§ **WHAT YOU WILL DO**: Reproduce, word for word, the section of the picture-book review below that begins with "VIBRANT AND INVENTIVE" and ends with "when she's angry.".

It's a Jungle in Here.
Deanne Lee Bingham. Illustrated by Yvonne Cathcart.
Toronto: Second Story Press, 1995. 24pp.
Preschool - Grade 1 / Ages 3 - 6.
**1/2 /4
|
excerpt:
I love to swim.
I am a great swimmer.I jump into the water
and stay under for a long, long time,
just like a fish.
VIBRANT AND INVENTIVE ILLUSTRATIONS will make the simple story of It's a Jungle in Here attractive to young readers. Allison is a girl who likes to see her life in terms of wild animals and their adventures -- a fish when she swims, a bear when she's brave, a lion when she's angry.
Each short section of text has a facing full-page illustration of what Allison imagines, and a smaller picture beneath the words showing what's really going on. For example, when Allison says ``I can run really fast. Faster than a flash of lightning. As fast as a cheetah," the illustration below the text has her dog pulling her along behind its leash (a good image for a young child of when you have to run fast).

§ **RAW RECORDS**:
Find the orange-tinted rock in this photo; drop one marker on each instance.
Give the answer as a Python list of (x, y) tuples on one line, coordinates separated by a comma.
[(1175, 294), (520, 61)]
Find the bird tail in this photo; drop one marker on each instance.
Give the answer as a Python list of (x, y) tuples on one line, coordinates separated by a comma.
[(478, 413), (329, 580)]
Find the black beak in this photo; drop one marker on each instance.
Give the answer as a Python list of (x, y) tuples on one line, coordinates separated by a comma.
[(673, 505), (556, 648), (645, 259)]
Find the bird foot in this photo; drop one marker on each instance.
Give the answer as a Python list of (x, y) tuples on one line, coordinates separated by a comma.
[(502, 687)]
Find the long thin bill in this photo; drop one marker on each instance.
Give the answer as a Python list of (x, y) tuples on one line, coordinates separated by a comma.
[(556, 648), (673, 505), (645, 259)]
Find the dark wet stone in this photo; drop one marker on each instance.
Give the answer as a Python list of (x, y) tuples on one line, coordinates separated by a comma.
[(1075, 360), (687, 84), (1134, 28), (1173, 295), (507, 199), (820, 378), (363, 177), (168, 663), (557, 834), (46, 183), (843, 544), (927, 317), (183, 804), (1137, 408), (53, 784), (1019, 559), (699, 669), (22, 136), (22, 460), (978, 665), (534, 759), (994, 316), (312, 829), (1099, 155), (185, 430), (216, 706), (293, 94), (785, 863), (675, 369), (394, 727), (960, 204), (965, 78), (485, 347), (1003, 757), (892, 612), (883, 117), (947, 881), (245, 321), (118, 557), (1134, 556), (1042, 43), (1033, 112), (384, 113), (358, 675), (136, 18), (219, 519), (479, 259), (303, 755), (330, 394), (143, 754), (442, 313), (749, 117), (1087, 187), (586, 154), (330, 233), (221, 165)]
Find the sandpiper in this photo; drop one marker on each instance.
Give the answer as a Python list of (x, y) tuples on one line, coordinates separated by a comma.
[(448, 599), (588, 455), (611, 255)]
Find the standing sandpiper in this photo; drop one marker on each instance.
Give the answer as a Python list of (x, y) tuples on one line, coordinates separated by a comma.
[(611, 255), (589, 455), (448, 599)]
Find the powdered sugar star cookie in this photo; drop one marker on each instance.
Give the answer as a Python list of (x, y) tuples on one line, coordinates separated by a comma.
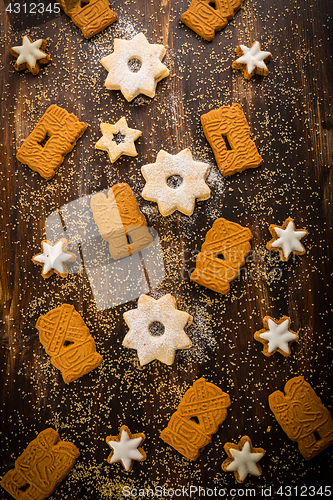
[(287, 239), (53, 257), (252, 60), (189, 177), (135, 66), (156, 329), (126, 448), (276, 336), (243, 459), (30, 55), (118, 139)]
==
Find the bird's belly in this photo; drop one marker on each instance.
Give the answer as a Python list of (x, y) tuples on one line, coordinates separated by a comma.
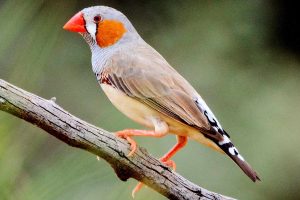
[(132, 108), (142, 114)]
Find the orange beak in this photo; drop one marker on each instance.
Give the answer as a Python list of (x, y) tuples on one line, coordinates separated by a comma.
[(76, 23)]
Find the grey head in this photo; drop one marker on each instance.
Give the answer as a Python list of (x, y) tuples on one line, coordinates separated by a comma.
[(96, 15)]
---
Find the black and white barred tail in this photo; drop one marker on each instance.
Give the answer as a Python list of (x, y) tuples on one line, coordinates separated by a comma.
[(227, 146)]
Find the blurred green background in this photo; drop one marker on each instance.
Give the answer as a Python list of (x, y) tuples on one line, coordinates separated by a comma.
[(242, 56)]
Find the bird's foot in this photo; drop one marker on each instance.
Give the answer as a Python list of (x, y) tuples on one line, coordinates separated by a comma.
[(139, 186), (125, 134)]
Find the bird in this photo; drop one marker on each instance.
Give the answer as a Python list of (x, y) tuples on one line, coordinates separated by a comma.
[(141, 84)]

§ **CORRECT ANSWER**:
VIBRANT AND INVENTIVE ILLUSTRATIONS will make the simple story of It's a Jungle in Here attractive to young readers. Allison is a girl who likes to see her life in terms of wild animals and their adventures -- a fish when she swims, a bear when she's brave, a lion when she's angry.